**What the task requires:**
Set the data down once more, exactly as it is written.

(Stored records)
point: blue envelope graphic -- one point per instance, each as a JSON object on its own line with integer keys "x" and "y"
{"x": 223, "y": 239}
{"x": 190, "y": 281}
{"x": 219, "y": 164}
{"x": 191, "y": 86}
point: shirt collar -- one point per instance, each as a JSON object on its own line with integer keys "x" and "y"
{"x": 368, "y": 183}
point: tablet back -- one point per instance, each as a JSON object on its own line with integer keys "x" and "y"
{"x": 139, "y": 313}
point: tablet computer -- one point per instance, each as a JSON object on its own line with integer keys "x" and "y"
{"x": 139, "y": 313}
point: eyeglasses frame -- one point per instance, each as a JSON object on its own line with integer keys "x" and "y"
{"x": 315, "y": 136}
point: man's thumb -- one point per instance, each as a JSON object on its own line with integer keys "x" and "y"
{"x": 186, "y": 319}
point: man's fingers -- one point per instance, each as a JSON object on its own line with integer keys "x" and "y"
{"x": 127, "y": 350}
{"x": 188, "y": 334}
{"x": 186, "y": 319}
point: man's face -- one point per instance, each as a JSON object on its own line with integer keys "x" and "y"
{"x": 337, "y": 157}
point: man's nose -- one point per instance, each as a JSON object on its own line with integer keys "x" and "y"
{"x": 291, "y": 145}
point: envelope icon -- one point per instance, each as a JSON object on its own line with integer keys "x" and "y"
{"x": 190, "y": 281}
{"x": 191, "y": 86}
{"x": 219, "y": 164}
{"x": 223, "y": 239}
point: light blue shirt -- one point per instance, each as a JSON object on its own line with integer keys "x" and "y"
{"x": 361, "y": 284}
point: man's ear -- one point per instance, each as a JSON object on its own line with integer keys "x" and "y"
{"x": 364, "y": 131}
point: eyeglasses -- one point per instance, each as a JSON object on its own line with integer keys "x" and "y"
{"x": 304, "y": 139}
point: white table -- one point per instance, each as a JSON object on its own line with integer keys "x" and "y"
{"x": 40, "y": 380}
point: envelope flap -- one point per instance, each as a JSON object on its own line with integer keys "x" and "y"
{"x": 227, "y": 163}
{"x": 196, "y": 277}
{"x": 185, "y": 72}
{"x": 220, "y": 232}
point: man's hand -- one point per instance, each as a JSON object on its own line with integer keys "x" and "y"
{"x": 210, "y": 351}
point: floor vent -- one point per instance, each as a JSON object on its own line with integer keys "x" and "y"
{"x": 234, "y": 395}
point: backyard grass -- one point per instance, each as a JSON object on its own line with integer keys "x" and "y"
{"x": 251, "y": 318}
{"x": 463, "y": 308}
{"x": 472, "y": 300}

**Output:**
point: blue envelope graphic -- one point per instance, each as a JSON object on its own line with integer keys "x" and "y"
{"x": 223, "y": 239}
{"x": 190, "y": 281}
{"x": 219, "y": 164}
{"x": 191, "y": 86}
point: shirt collar -- one point per instance, each as a JSON object on its own line with integer keys "x" and "y"
{"x": 368, "y": 183}
point: tablet back -- one point per instance, each as a JSON object on its own line with integer keys "x" and "y"
{"x": 139, "y": 313}
point: tablet computer -- one point per instance, each as a JSON object on its own line with integer keys "x" and "y"
{"x": 139, "y": 313}
point: eyeglasses frame -- one point per instance, each as a JSON object on its own line with integer keys "x" and "y"
{"x": 315, "y": 136}
point: man's thumb -- one point per instance, each as a JSON object on its own line with integer keys "x" and "y"
{"x": 186, "y": 319}
point: man's fingers -- one point per instance, each as a JSON object on its own line with integer keys "x" and "y"
{"x": 127, "y": 350}
{"x": 188, "y": 334}
{"x": 186, "y": 319}
point: man's face -- one point per instance, each as a JSON object on its own line with integer keys "x" and "y"
{"x": 337, "y": 157}
point: man's nose -- one point per instance, each as a JSON object on its own line with integer keys "x" and "y"
{"x": 291, "y": 145}
point: envelope icon -- one point per instance, each as a JSON object on its own line with integer keys "x" and "y"
{"x": 190, "y": 281}
{"x": 191, "y": 86}
{"x": 219, "y": 164}
{"x": 223, "y": 239}
point: light blue shirt -- one point per instance, each as a JSON object on its own line with integer keys "x" and "y"
{"x": 361, "y": 284}
point: man's ear -- one point per instance, each as a JSON object on its own line with integer keys "x" and "y"
{"x": 364, "y": 131}
point: eyeglasses -- one point per instance, each as a JSON object on its own line with integer keys "x" and "y"
{"x": 304, "y": 139}
point: white table -- one point per instance, each as a JSON object on its own line with integer keys "x" and "y"
{"x": 40, "y": 380}
point: envelope flap -- one point per instance, each as a JSON object on its own line with integer keys "x" and "y"
{"x": 227, "y": 163}
{"x": 196, "y": 277}
{"x": 185, "y": 72}
{"x": 220, "y": 232}
point: man's hand -- one point per instance, each as a JSON object on its own line with integer keys "x" and "y"
{"x": 210, "y": 351}
point: floor vent -- one point per instance, each as a JSON object on its own line with integer keys "x" and "y"
{"x": 234, "y": 395}
point: backyard grass -- one point per instance, each as a JSON object on its own line with integer keys "x" and "y"
{"x": 251, "y": 318}
{"x": 463, "y": 308}
{"x": 472, "y": 300}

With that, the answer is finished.